_GOALS_
1 - In the forum thread on aquarium lighting, how far is the bottom of the CFL from the water surface in the 40b tank?
2 - Reproduce the forum thread on aquarium lighting between "## Azarakiah" and "a big difference.", inclusive.

_PAGE TEXT_

——————

Soo with the articles provided here and this thread:

http://www.plantedtank.net/forums/lighting/85667-par-data-spiral-power-saver-bulbs.html

I have come to the conclusion that if i use two 14 watt CFL bulbs in the clamp on hardware light fixture on top of my ten gallon while also dosing exel three times a week i should be able to grow low-mediumish plants. 
If anyone thinks otherwise please post =] 
Thanks!
Jasmine


----------



## Azarakiah

m00se said:


> Don't forget you have your lamps sitting right on the glass. The height of the light above the water will make a difference in the overlap. I don't see any areas in my "18 inches front-to-back" 40b that are lighter or darker. The length of my tank is the same as yours (36"). I bet if you lifted your lamps you'd see a big difference.
> 
> I just checked and the bottom of the CFL is 8.5" from the water surface. The bottom edge of the shade is 4" from the water surface. So although these shades are deeper than the shades you're using, the spread is much better at the height they're at.

——————

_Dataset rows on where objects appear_
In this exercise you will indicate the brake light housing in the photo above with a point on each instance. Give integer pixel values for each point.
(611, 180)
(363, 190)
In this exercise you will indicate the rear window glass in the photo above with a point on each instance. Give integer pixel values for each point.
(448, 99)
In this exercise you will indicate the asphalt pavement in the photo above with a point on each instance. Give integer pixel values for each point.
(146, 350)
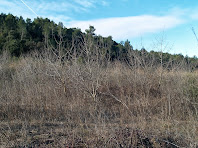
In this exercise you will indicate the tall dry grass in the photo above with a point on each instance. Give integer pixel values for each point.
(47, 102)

——————

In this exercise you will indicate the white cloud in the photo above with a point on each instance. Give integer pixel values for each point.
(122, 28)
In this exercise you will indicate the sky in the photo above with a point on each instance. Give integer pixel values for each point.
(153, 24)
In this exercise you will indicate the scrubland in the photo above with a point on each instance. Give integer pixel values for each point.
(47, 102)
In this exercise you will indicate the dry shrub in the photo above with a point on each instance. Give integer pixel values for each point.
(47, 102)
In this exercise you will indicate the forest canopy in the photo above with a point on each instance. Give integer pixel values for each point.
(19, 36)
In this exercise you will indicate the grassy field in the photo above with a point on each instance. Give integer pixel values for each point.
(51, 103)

——————

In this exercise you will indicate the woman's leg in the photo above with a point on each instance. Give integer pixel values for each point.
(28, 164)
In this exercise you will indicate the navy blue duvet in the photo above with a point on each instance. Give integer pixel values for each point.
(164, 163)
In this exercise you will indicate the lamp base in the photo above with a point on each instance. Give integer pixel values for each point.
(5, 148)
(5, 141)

——————

_EXERCISE RESULTS_
1 - 8.5 inches

2 -
## Azarakiah

m00se said:


> Don't forget you have your lamps sitting right on the glass. The height of the light above the water will make a difference in the overlap. I don't see any areas in my "18 inches front-to-back" 40b that are lighter or darker. The length of my tank is the same as yours (36"). I bet if you lifted your lamps you'd see a big difference.